- [WHAT TO DO]
[1] Copy the Line 5 pipeline article below word for word from "Enbridge insists the" to "the pipeline voluntarily.".
[2] Write the next part of the news article about the Line 5 pipeline dispute below, beginning after its last sentence.

- [PASSAGE PROVIDED]
********************

This photo taken in October 2016 shows an aboveground section of Enbridge’s Line 5 at the Mackinaw City, Mich., pump station. Business leaders from across the United States and Canada are again wading into the fray over Line 5, accusing the state of Michigan of dragging its heels to ensure the controversial cross-border pipeline remains in a state of legal limbo even as both countries contend with a looming energy crisis. THE CANADIAN PRESS/AP-John Flesher

WASHINGTON — Business leaders from the United States and Canada are again wading into the fray over Line 5, accusing the state of Michigan of dragging its heels to ensure the controversial cross-border pipeline remains in a state of legal limbo even as both countries contend with a looming energy crisis.

In a new joint amicus brief, the Canadian Chamber of Commerce, its U.S. counterpart and chambers in Michigan, Ohio, Pennsylvania and Wisconsin reiterate their concern that shutting down the Enbridge Inc. pipeline would have “tremendous negative consequences” on both sides of the border.

“Such a shutdown would constrain an already disrupted energy supply, an especially problematic development given recent decisions related to importation of petroleum products from Russia,” reads the brief, a copy of which was obtained by The Canadian Press.

Gasoline prices have been spiking across the U.S. and Canada, a combination of production and supply-chain pressures created by the COVID-19 pandemic and exacerbated by bans on imports of Russian energy, part of the global effort to sanction Russia over its ongoing invasion of Ukraine.

The dispute over Line 5 has been raging since November 2020, when Gov. Gretchen Whitmer — citing the risk of a spill in the ecologically sensitive Straits of Mackinac, where the line crosses the Great Lakes — abruptly revoked the easement that had allowed it to operate since 1953.

Enbridge insists the pipeline is safe and has already received a level of state approval for a $500-million concrete tunnel beneath the straits that would house the line’s twin pipes and protect them from anchor strikes. The company has repeatedly insisted it would not shut down the pipeline voluntarily.

********************

- [INFORMATION SUPPLIED]
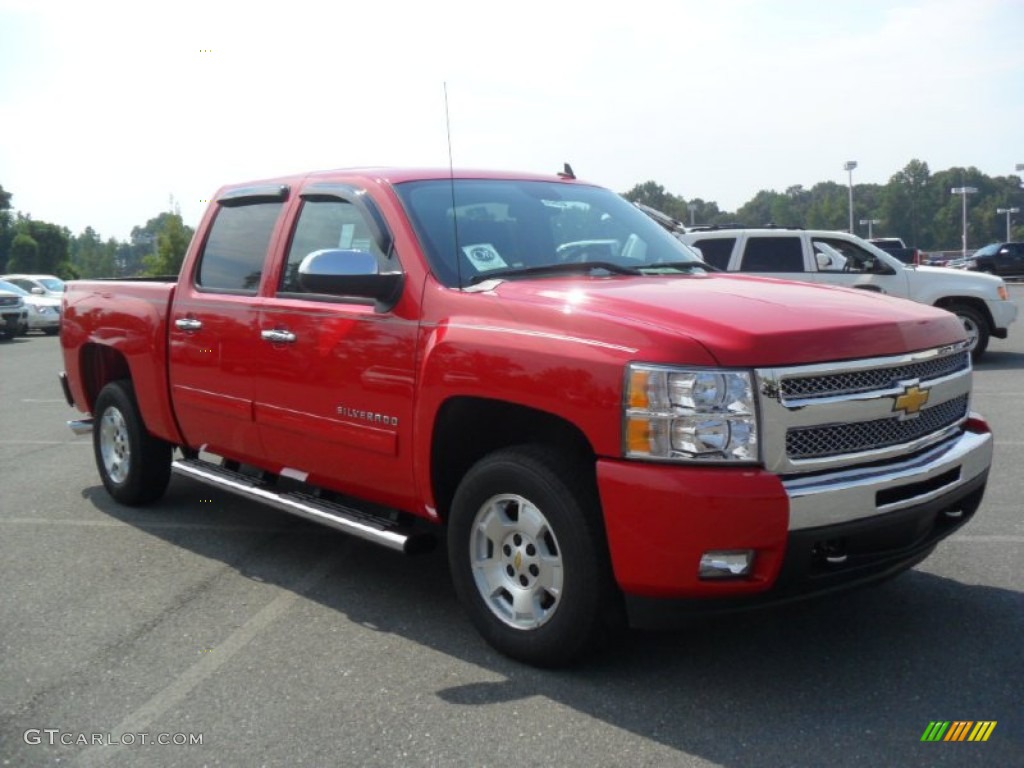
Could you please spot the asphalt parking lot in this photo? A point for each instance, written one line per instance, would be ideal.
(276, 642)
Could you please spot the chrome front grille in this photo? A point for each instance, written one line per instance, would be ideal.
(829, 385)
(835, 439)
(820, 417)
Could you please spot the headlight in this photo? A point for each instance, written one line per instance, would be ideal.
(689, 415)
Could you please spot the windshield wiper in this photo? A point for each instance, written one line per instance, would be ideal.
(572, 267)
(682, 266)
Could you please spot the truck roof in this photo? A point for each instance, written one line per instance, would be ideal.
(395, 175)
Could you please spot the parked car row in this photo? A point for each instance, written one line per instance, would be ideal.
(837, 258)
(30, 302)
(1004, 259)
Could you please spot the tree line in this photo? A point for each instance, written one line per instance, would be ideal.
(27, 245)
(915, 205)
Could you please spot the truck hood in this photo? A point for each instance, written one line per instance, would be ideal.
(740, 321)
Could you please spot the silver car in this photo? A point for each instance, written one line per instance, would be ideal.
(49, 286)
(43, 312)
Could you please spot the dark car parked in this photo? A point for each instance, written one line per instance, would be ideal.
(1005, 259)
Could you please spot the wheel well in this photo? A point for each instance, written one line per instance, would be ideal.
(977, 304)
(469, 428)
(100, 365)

********************

- [RESULTS IN ORDER]
[1]
Enbridge insists the pipeline is safe and has already received a level of state approval for a $500-million concrete tunnel beneath the straits that would house the line’s twin pipes and protect them from anchor strikes. The company has repeatedly insisted it would not shut down the pipeline voluntarily.

[2]
The court dispute, however, has less to do with pipeline safety and environmental impact than it does with legal jurisdiction. Whitmer and Michigan Attorney General Dana Nessel have been trying to get the case heard in state court, while Calgary-based Enbridge has argued successfully that it belongs before a federal judge.

Enbridge won that argument last fall, prompting Michigan to abandon that challenge, instead taking up a separate case that was still at the county court level. That case is once again seized with the identical question of whether the dispute should be elevated to federal court.

Their tactics suggest “state officials are trying to have their cake and eat it too,” the chambers argue in their latest filing.

“The governor abandoned efforts to enforce the shutdown order — for the explicit reason of avoiding resolution of these arguments by the federal court.”

The fact that shutdown order remains in place, albeit unenforced, “carries real harm to Enbridge and to businesses that depend on the interstate and international energy economy to function smoothly,” they argue.

With the order still in place, Michigan regulators, as well as the U.S. Army Corps of Engineers, may be required to consider Enbridge’s applications for the tunnel project as if the original pipeline didn’t exist. Arguments to that effect have already been made before the Michigan Public Service Commission.

In other words, “whether the project is environmentally beneficial is a more complicated analysis if governmental agencies must analyze a fictional reality in which resources no longer flow through the pipelines.”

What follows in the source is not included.